Dataset rows showing where objects appear:
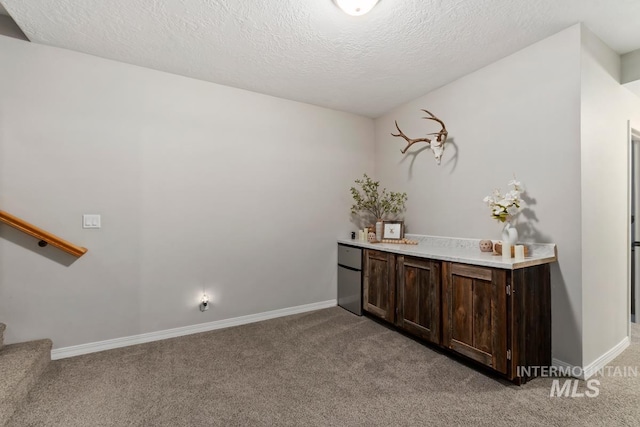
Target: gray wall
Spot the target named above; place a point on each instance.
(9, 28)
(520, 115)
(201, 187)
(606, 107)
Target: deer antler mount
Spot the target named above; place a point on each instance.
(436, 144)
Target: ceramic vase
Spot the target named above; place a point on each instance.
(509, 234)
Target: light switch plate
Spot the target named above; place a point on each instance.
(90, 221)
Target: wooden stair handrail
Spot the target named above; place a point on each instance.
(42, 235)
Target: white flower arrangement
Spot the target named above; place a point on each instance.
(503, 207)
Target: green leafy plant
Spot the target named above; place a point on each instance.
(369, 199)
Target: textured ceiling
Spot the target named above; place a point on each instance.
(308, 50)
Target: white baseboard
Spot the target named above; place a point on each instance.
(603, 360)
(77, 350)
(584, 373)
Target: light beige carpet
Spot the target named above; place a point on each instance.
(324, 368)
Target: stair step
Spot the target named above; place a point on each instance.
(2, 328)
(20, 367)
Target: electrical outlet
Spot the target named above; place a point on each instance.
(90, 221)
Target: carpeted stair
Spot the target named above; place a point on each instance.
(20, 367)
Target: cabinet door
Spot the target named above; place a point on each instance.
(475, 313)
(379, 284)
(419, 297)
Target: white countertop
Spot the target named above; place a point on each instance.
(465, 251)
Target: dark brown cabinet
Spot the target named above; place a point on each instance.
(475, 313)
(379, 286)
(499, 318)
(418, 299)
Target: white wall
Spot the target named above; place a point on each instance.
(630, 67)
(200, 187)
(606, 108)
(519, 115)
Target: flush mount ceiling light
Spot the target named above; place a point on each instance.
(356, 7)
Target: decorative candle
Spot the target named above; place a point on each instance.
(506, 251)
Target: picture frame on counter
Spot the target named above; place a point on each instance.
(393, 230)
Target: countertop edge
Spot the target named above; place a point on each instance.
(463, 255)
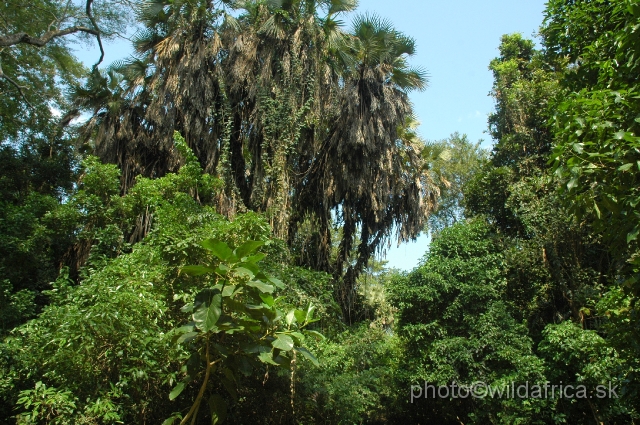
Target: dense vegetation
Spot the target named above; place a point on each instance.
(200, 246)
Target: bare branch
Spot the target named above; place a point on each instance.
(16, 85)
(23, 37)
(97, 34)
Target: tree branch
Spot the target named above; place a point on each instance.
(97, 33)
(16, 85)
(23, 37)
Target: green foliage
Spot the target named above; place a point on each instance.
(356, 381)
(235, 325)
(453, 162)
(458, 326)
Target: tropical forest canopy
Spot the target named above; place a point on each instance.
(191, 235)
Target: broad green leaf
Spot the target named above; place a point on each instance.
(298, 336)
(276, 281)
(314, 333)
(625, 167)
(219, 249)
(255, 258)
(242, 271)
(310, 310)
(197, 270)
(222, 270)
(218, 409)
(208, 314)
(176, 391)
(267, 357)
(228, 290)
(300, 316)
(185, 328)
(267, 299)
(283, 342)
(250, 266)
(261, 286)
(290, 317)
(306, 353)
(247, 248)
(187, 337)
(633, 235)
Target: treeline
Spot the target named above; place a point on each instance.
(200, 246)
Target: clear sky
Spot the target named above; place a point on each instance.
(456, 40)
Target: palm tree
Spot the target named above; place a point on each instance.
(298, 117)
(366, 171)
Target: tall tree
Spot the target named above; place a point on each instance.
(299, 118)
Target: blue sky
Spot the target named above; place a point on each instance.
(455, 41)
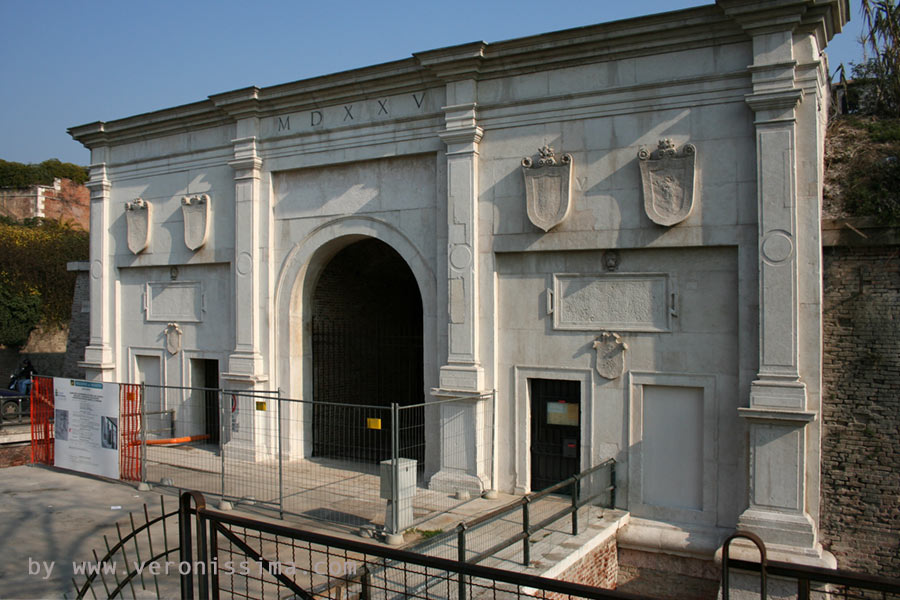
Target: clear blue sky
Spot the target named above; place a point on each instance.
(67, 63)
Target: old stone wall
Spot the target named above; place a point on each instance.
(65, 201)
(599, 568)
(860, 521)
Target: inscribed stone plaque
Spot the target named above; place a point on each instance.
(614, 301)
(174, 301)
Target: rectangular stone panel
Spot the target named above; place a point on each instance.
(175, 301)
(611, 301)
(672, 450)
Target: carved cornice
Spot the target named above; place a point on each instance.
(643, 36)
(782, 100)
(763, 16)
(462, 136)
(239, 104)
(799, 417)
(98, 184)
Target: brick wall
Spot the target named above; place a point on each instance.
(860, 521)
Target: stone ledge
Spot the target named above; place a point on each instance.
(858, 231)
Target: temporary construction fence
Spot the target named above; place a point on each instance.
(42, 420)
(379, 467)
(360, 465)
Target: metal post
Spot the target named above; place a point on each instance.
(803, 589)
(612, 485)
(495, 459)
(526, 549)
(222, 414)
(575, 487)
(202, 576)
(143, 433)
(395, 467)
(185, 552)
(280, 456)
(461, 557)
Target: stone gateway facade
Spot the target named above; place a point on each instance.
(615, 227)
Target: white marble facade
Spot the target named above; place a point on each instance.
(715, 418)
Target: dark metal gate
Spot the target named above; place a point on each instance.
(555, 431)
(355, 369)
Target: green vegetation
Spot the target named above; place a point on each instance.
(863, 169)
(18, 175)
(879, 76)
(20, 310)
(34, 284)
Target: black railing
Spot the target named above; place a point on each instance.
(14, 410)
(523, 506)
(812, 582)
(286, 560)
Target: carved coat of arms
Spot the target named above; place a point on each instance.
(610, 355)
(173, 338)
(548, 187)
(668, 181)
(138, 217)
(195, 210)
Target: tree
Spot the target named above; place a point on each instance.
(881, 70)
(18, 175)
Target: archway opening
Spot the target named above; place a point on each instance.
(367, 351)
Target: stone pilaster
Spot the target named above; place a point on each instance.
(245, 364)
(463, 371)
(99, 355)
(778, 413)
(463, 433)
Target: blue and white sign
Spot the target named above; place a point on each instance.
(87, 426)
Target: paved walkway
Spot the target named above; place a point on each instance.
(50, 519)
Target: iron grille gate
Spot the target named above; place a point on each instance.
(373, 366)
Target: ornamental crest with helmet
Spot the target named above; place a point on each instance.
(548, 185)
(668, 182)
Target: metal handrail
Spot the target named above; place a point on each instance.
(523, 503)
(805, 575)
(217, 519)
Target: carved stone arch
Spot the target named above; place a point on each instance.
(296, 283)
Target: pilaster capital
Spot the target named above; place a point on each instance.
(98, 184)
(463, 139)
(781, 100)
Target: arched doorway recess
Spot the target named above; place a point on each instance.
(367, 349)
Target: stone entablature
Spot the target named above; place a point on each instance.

--

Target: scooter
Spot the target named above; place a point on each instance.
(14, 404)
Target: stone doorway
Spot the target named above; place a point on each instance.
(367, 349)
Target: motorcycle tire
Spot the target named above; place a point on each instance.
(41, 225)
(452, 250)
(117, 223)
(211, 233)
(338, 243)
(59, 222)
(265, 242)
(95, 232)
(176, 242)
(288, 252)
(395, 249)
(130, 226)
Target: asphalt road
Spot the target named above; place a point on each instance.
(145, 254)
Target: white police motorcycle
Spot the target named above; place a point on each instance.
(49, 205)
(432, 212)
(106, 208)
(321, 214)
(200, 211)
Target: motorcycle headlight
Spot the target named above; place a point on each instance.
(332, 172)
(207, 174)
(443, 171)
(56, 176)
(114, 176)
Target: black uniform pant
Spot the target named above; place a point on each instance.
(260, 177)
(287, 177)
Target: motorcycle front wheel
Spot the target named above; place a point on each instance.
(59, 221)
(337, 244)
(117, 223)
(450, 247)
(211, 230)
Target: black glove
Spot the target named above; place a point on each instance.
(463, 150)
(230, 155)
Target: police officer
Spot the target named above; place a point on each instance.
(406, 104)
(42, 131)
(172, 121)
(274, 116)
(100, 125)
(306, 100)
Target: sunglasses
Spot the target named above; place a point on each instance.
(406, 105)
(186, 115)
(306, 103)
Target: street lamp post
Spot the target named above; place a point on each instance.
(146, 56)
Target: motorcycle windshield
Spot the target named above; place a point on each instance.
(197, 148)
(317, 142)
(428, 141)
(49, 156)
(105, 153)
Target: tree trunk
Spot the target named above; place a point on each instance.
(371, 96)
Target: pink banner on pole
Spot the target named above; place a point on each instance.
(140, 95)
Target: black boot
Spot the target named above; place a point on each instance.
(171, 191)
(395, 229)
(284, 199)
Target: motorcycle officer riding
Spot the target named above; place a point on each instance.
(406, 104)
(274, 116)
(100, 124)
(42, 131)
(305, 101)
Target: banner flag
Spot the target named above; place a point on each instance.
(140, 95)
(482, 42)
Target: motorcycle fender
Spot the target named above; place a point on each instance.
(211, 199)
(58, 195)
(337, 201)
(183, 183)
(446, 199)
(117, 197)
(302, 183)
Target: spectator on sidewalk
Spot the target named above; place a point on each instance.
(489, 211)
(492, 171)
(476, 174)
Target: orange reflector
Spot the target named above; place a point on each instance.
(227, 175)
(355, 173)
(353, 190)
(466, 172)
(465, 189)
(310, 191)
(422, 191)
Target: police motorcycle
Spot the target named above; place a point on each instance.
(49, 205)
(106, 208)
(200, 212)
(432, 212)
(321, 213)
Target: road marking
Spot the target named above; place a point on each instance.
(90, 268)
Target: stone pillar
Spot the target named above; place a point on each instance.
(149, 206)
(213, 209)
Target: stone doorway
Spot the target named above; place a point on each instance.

Aim.
Gather every line from the items above that contains the string "handrail", treating uppercase and lowercase letters as different.

Solution for this task.
Target: wooden stair handrail
Target: metal handrail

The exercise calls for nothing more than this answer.